┌────────

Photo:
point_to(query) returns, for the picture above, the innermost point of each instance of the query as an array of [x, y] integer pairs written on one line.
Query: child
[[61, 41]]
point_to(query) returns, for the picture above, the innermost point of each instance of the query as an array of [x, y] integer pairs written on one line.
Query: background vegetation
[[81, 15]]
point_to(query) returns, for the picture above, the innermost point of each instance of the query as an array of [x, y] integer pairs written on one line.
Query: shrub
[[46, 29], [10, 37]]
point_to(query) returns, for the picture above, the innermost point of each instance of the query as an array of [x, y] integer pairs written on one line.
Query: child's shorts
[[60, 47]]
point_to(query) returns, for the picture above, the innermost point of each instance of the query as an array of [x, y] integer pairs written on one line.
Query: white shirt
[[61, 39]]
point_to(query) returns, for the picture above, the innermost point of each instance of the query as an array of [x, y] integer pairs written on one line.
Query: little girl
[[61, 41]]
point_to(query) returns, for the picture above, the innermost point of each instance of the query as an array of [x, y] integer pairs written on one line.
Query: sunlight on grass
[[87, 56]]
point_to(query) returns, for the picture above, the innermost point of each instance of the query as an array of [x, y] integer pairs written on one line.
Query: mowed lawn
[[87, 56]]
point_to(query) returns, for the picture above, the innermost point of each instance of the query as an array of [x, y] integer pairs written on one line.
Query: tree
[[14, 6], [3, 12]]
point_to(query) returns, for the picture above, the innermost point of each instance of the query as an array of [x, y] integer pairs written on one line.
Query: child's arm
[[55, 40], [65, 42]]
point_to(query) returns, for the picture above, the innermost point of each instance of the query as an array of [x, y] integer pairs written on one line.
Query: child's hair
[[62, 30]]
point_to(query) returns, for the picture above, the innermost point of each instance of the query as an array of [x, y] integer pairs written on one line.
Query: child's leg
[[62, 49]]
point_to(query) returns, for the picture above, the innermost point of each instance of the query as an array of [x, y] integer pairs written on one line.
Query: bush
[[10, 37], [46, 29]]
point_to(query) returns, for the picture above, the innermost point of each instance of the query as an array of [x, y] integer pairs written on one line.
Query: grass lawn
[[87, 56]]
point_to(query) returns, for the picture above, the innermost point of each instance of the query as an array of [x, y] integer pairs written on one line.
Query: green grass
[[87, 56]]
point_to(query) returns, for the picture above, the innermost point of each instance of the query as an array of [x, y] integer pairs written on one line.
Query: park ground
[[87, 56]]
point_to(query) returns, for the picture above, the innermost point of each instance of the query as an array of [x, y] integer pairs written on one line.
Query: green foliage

└────────

Instruction >> Rewrite the listing as a JSON list of strings, one string per line and blank lines omitted, starting at its first line and ending with the line that contains "[[55, 40], [65, 42]]".

Complete answer >>
[
  "Photo:",
  "point_to(query) returns, for the picture above, the innermost point of each instance of the query as an array of [x, y] integer pairs written on one line.",
  "Query: child",
  "[[61, 41]]",
  "point_to(query) returns, for the picture above, the innermost point of each instance of the query as an array of [x, y] integer pairs written on one line.",
  "Query: background vegetation",
  "[[81, 15]]",
  "point_to(query) returns, for the picture above, the innermost point of each instance of the query as an array of [x, y] integer pairs written on one line.",
  "Query: shrub",
  "[[46, 29], [10, 37]]",
  "point_to(query) returns, for the picture above, the innermost point of each instance of the query as an array of [x, y] integer pairs written on one line.",
  "Query: child's shorts",
  "[[60, 47]]",
  "point_to(query) returns, for the picture above, the innermost point of each instance of the query as an array of [x, y] integer pairs written on one line.",
  "Query: white shirt",
  "[[61, 39]]",
  "point_to(query) returns, for the picture above, the innermost point of each instance of the query as an array of [x, y] integer pairs written on one line.",
  "Query: little girl",
  "[[61, 41]]",
  "point_to(query) returns, for the picture above, the innermost point of each instance of the query as an array of [x, y] integer pairs written on one line.",
  "Query: sunlight on grass",
  "[[87, 56]]",
  "point_to(query) returns, for the picture above, the innermost point of each instance of the query as an array of [x, y] integer pairs written on one line.",
  "Query: mowed lawn",
  "[[87, 56]]",
  "point_to(query) returns, for the picture above, the innermost point of each instance of the query as an array of [x, y] integer pairs written on one line.",
  "Query: tree",
  "[[14, 6], [3, 12]]",
  "point_to(query) returns, for the picture above, the innermost point of each instance of the query as an array of [x, y] integer pairs written on one line.",
  "Query: child's arm",
  "[[55, 40], [65, 42]]"
]